_Data listing_:

○ ○ ○

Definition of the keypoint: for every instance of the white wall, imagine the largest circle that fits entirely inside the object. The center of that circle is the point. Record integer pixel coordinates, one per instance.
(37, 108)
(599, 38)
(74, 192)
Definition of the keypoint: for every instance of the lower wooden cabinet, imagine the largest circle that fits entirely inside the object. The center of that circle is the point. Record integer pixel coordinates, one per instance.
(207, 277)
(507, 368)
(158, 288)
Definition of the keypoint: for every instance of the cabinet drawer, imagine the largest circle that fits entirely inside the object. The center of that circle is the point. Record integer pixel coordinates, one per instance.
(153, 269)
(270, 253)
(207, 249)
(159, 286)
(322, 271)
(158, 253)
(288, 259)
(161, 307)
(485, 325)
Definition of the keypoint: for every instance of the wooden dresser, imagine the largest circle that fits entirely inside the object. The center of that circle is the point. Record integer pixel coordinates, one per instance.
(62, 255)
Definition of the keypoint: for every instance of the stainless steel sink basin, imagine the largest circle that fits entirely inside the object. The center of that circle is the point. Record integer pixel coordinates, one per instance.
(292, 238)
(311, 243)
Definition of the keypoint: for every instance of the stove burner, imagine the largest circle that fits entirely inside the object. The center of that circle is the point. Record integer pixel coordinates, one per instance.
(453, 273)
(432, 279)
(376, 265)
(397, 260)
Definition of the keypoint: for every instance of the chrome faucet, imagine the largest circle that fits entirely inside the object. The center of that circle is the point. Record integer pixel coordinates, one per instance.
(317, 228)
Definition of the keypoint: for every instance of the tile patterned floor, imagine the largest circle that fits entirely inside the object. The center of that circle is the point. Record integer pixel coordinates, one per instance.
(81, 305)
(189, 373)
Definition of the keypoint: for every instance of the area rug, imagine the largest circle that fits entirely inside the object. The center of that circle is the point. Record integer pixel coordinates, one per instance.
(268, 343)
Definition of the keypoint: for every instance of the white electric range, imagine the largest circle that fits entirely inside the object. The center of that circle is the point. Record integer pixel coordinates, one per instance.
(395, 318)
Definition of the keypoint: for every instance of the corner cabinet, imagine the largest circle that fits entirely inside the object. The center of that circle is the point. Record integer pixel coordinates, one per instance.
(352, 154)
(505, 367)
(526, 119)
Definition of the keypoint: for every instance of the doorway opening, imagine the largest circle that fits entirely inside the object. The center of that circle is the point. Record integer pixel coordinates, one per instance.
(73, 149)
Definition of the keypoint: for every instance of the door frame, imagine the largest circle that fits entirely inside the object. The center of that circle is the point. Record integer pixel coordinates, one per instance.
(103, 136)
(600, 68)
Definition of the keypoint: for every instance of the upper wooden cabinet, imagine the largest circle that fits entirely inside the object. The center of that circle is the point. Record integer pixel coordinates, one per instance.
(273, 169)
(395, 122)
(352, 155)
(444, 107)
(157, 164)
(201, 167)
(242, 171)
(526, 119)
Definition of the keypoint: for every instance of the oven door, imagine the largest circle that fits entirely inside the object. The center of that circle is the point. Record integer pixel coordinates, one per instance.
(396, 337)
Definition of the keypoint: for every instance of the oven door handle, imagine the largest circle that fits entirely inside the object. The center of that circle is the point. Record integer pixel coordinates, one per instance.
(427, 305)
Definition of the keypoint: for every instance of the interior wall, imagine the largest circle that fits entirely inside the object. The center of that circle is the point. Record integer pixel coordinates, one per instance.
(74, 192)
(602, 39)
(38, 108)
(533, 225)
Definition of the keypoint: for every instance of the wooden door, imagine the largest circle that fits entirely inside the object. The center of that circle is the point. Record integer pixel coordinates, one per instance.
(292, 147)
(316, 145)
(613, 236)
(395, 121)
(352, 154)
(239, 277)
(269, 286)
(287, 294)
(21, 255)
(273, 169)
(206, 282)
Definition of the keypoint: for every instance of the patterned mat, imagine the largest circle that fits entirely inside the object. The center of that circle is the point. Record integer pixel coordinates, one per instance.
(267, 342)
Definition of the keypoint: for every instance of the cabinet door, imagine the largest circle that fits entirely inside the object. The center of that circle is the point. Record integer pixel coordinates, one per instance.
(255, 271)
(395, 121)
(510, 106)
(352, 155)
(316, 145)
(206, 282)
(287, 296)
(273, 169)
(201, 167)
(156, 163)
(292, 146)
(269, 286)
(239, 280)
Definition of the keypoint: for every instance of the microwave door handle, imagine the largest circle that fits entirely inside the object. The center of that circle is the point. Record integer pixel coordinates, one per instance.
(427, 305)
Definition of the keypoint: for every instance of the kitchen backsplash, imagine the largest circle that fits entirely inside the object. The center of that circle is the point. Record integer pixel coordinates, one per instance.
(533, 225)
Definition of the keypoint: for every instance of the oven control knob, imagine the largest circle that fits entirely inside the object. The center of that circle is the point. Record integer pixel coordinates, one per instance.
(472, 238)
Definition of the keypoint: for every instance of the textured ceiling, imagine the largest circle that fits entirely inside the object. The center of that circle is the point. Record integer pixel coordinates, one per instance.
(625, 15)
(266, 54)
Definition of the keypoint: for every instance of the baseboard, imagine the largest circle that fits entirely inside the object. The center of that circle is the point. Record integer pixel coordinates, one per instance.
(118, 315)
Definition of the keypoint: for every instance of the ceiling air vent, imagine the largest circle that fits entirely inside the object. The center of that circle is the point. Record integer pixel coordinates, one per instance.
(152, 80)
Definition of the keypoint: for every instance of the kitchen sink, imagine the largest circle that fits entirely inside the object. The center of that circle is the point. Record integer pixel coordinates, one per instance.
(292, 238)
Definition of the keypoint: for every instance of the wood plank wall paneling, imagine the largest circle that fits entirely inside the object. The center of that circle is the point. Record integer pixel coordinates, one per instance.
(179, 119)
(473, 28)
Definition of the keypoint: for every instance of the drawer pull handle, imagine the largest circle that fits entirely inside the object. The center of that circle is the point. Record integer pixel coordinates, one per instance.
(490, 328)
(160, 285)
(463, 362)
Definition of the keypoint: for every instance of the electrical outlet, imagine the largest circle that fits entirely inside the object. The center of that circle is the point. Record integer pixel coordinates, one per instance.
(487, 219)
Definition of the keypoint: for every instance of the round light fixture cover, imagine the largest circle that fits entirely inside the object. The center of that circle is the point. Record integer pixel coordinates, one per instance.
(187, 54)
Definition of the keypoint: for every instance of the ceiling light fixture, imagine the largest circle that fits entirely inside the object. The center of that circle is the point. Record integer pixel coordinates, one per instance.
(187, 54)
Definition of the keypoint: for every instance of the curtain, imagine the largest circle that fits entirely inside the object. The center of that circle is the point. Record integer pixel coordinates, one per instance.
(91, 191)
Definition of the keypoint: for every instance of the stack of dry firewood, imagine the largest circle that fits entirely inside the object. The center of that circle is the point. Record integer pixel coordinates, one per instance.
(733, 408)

○ ○ ○

_Written request_: Copy out the lines starting at the one containing "Definition of the keypoint: for every instance of the drawer" and ending with the last line of the entries. Include nothing else.

_Exercise answer_:
Definition of the keypoint: for every instance of the drawer pull handle, imagine the largest circle that fits entirely inside the object. The center of that circle is the point. Record integer pixel coordinates, one per instance.
(490, 328)
(160, 285)
(463, 362)
Definition of the keypoint: for every instance of the electrical outlet, imagine the largest circle that fits entirely inside the object. The center of that circle is the point. Record integer pixel coordinates, one per instance.
(487, 219)
Definition of the keypoint: for every instance of the round light fixture cover, imagine the largest circle that fits entirely inside the object. The center of that circle is the point. Record integer pixel coordinates, one per instance.
(187, 54)
Definition of the keypoint: for every instance of the ceiling light fixture, imagine the largest circle that fits entirely inside the object. The center of that circle is the point. Record integer pixel coordinates, one per instance.
(187, 54)
Definition of the keypoint: for every instance of the curtain, imagine the largest circle that fits entirely inside the object. The center of that circle is the point. Record integer pixel coordinates, one per instance.
(91, 191)
Definition of the keypoint: for every instance of the stack of dry firewood, imagine the largest circle that fits entirely inside the object. The center of that circle is the point. Record integer pixel coordinates, one per instance.
(733, 408)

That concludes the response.